━━ The data ━━

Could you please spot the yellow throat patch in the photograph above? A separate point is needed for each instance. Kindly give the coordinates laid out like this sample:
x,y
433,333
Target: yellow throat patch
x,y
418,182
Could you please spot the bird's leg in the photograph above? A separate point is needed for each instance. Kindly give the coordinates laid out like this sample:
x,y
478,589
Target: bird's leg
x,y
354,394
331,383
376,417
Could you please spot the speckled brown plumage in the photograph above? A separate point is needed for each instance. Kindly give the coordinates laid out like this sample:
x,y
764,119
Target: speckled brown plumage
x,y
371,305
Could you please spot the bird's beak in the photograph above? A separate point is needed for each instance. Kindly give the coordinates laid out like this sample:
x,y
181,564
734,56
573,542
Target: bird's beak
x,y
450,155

━━━

• [What is required]: With no line skipped, copy the entries exactly as written.

• [Your response]:
Could you please spot the yellow throat patch in the photograph above? A separate point is needed for each instance. Kindly give the coordinates laid out like this sample:
x,y
433,333
Target: yellow throat patch
x,y
418,182
Could you please spot the bird's leg in the photograph above? A separate point is needed for each instance. Kindly give the coordinates laid out like this sample:
x,y
478,589
Target: bird's leg
x,y
354,394
331,383
376,417
Could you please spot the speckled brown plumage in the photograph above? A separate point is needed for each instance. Kindly give the coordinates laid out like this sample:
x,y
764,119
Target: speckled brown plumage
x,y
371,305
Could you please spot the bird's beak in the photograph above? A separate point is needed for each instance. Kindly give the coordinates laid out like this sample:
x,y
181,564
734,56
573,542
Target: bird's beak
x,y
450,155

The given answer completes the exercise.